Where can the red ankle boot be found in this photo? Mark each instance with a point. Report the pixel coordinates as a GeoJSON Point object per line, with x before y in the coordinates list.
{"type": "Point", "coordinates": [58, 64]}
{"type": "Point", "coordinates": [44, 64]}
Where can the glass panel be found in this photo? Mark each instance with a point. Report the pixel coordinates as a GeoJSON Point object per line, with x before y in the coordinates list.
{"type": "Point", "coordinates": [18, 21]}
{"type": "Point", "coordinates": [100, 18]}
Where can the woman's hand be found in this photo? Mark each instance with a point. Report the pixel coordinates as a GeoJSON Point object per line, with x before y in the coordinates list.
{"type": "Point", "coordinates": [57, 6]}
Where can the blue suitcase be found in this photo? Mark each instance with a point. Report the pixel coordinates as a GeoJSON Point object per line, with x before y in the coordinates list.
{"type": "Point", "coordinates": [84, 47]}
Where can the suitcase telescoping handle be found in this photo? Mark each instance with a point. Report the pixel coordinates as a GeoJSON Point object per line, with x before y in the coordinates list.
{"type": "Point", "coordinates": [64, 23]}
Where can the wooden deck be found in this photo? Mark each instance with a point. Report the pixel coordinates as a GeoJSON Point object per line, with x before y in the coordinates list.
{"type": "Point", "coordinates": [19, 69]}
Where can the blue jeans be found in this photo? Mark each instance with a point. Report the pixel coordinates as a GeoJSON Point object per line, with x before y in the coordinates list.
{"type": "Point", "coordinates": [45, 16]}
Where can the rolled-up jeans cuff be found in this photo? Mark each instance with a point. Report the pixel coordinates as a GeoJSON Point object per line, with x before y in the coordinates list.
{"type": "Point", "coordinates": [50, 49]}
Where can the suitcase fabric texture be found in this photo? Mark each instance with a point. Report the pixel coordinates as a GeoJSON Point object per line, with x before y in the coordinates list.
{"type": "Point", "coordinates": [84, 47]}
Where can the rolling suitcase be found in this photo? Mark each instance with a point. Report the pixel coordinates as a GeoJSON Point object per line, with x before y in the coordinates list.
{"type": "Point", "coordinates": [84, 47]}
|---|
> _TASK DIRECTIONS_: All of the records should be repeated precisely as written.

> _SOLUTION BELOW_:
Where can the red ankle boot be found in this photo? Mark each instance with a point. Report the pixel coordinates as a GeoJSON Point object per line, with x before y in the coordinates list.
{"type": "Point", "coordinates": [58, 64]}
{"type": "Point", "coordinates": [44, 64]}
Where can the glass panel be found in this photo? Mark each instance with a point. Report the pixel coordinates as a GeoJSON Point object per line, with x before y in the coordinates list.
{"type": "Point", "coordinates": [18, 21]}
{"type": "Point", "coordinates": [100, 18]}
Where can the woman's hand be found in this photo? Mark each instance with a point. Report the pixel coordinates as a GeoJSON Point object per line, with x before y in the coordinates list.
{"type": "Point", "coordinates": [57, 6]}
Where can the blue suitcase be found in this photo? Mark each instance with a point. Report the pixel coordinates as a GeoJSON Point object per line, with x before y in the coordinates list.
{"type": "Point", "coordinates": [84, 47]}
Where can the suitcase telescoping handle be found in this photo? Mark each instance with a point. Report the pixel coordinates as a GeoJSON Point object per line, with x before y in the coordinates list.
{"type": "Point", "coordinates": [64, 23]}
Where can the wooden deck be found in this photo? Mark each instance with a point. Report the pixel coordinates as a GeoJSON Point object per line, with x before y in the coordinates list.
{"type": "Point", "coordinates": [19, 69]}
Where can the blue jeans be found in this photo? Mark each instance with a point. Report the pixel coordinates as a GeoJSON Point object per line, with x before y in the coordinates list.
{"type": "Point", "coordinates": [45, 16]}
Where can the rolled-up jeans cuff be found in this photo? Mark each instance with a point. Report the pixel coordinates as a GeoJSON Point object per line, with x before y in the coordinates list.
{"type": "Point", "coordinates": [50, 49]}
Where can the suitcase fabric texture be found in this photo? Mark each instance with a point. Report the pixel coordinates as a GeoJSON Point object per line, with x before y in the coordinates list.
{"type": "Point", "coordinates": [84, 47]}
Where can the rolling suitcase be found in this photo? Mark each instance with a point. Report the pixel coordinates as a GeoJSON Point object per line, with x before y in the coordinates list.
{"type": "Point", "coordinates": [84, 47]}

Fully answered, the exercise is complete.